:: Data extract ::
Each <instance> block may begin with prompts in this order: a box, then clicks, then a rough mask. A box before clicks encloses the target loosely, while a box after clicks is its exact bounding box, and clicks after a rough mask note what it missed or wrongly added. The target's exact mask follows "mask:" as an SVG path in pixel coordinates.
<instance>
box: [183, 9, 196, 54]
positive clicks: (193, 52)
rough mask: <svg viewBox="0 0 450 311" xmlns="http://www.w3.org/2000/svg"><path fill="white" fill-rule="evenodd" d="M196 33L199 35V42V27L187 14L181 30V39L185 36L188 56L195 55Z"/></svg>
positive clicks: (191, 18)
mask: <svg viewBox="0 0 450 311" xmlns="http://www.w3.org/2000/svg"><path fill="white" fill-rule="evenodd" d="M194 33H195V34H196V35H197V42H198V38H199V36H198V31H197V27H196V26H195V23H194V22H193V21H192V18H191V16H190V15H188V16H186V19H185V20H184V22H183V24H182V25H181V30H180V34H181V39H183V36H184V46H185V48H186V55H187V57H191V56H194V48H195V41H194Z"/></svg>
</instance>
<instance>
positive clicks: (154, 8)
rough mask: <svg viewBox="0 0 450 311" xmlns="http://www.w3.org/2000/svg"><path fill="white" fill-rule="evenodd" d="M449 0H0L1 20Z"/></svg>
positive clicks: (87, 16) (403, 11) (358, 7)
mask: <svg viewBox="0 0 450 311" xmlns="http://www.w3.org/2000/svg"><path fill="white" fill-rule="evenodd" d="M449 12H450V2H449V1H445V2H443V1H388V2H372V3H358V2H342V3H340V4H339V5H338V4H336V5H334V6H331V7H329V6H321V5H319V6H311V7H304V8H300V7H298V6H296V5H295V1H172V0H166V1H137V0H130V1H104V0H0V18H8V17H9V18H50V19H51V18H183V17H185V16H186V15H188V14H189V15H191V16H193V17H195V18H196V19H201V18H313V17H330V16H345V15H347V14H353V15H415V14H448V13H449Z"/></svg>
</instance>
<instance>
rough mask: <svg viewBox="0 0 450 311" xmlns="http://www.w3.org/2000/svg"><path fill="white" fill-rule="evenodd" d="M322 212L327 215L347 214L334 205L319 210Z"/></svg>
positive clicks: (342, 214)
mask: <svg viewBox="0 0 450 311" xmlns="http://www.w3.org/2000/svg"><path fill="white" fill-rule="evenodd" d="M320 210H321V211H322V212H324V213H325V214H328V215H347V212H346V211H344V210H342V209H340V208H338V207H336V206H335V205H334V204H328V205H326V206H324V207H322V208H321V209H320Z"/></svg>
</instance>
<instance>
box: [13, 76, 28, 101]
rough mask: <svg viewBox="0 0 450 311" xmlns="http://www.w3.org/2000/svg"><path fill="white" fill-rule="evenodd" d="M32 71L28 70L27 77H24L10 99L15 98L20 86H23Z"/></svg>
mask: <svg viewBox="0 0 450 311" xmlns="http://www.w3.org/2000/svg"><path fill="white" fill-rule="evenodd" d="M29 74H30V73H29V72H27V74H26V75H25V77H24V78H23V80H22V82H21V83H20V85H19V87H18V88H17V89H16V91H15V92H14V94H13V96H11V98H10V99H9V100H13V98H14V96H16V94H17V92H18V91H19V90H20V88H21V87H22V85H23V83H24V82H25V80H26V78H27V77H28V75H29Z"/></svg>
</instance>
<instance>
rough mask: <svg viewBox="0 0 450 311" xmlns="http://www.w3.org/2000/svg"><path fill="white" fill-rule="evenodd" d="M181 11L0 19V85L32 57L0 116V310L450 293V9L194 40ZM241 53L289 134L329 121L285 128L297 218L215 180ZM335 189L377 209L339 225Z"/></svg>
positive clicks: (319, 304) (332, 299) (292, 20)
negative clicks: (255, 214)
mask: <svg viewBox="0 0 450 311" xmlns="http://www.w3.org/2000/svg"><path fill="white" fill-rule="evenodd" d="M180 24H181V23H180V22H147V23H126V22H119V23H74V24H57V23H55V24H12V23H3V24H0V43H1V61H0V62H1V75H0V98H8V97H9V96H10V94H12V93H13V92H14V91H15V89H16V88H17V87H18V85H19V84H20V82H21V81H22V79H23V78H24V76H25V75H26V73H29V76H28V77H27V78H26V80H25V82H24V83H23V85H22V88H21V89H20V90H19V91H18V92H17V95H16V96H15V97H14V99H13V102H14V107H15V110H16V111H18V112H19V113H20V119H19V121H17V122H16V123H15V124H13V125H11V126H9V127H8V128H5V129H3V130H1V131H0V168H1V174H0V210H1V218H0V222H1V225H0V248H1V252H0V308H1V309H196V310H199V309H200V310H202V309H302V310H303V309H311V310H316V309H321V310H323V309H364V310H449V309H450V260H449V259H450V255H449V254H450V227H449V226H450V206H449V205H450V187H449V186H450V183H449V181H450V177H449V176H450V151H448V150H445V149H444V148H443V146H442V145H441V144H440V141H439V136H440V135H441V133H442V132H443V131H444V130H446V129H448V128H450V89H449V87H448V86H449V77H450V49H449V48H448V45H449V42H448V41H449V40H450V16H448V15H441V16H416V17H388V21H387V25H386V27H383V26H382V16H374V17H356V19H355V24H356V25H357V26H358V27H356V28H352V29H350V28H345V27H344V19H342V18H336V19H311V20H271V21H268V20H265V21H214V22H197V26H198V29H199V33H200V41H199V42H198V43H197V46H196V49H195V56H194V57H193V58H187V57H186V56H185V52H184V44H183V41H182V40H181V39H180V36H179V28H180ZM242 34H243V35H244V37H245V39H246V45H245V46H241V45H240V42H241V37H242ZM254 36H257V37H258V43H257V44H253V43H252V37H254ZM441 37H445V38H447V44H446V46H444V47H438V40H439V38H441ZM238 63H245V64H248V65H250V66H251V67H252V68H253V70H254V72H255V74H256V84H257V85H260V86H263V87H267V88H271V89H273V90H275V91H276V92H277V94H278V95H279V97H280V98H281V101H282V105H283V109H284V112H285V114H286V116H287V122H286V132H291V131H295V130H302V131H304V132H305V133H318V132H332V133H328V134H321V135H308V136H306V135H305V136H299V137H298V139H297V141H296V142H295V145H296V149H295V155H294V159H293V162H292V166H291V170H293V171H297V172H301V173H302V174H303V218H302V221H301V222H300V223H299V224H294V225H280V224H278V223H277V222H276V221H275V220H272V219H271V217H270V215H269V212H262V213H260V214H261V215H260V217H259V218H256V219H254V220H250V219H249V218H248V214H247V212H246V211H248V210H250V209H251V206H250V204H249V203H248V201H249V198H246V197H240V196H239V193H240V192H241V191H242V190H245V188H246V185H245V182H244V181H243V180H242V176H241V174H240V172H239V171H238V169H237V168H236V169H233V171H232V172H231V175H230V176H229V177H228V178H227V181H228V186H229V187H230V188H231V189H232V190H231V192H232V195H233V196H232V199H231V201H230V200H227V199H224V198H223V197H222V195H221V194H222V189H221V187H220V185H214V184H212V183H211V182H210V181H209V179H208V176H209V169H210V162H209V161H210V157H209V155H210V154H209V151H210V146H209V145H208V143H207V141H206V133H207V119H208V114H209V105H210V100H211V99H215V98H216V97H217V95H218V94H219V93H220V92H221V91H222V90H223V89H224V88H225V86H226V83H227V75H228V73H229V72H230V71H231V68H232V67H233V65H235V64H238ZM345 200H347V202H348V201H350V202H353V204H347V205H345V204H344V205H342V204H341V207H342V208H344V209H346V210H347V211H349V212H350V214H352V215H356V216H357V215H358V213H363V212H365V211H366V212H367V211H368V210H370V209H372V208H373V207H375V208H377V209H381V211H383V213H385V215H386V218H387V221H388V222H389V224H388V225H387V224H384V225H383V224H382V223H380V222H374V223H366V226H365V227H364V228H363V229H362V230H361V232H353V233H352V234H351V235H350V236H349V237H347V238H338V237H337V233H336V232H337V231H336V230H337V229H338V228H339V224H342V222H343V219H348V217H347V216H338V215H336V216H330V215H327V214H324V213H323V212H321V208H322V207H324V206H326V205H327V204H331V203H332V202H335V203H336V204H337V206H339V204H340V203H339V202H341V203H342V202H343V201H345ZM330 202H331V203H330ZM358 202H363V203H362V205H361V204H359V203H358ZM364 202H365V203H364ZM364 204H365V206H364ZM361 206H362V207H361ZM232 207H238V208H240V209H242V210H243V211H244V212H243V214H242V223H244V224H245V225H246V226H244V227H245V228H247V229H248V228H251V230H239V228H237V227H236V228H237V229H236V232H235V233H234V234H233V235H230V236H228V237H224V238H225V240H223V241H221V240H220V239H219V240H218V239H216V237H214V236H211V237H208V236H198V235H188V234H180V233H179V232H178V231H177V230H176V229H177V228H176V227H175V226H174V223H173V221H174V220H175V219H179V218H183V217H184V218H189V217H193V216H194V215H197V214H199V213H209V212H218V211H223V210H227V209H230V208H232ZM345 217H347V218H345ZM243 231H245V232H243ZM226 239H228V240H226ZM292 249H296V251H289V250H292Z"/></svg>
:::
- [Task to complete]
Return each line in the entries above that contains the string "positive". Letter case must match.

- [Answer to this task]
positive clicks: (193, 52)
positive clicks: (191, 18)
positive clicks: (154, 8)
positive clicks: (87, 16) (403, 11) (358, 7)
positive clicks: (342, 214)
positive clicks: (319, 304) (332, 299) (292, 20)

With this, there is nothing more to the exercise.